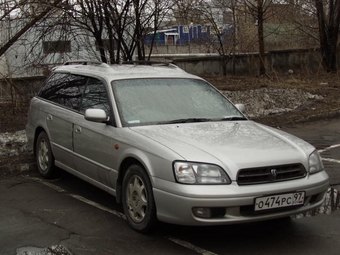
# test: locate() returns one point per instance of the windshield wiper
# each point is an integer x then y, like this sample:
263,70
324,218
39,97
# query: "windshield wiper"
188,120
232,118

────────────────

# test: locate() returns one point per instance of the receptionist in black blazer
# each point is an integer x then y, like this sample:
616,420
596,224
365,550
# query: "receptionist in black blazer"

────────────────

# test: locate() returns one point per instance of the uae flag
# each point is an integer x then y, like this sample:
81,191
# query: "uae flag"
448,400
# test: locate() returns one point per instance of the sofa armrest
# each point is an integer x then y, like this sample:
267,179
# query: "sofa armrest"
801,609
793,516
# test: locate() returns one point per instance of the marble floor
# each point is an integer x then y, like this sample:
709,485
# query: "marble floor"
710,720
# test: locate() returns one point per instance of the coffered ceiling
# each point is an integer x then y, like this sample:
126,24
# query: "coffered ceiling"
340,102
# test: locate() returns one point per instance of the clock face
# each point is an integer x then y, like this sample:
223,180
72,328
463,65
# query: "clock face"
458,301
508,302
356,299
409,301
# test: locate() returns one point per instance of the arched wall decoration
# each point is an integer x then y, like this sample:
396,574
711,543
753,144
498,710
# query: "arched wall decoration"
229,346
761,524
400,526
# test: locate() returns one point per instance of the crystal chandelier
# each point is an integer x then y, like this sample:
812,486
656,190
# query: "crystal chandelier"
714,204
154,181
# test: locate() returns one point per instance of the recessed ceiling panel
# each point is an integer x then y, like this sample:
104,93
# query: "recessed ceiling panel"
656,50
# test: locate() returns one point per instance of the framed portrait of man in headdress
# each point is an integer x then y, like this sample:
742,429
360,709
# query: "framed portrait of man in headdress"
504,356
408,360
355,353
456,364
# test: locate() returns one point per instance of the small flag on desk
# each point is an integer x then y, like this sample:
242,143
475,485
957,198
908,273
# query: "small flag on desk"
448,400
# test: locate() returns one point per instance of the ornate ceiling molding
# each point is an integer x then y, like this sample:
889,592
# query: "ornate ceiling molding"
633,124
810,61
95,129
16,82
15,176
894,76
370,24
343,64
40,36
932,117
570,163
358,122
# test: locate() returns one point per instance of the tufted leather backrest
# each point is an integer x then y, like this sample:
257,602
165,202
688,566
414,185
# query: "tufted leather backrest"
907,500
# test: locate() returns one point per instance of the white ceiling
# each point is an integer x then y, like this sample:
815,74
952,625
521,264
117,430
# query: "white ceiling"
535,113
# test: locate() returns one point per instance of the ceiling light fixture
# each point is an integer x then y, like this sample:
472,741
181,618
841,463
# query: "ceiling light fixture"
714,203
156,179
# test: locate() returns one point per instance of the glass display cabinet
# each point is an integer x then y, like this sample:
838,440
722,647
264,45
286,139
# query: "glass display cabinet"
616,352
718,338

────────────────

Task instructions: Collect every line in the records that contains the word "wall".

Solution:
# test: locate() returns one point per instance of the arched wall decoration
# query: "arched wall decoration"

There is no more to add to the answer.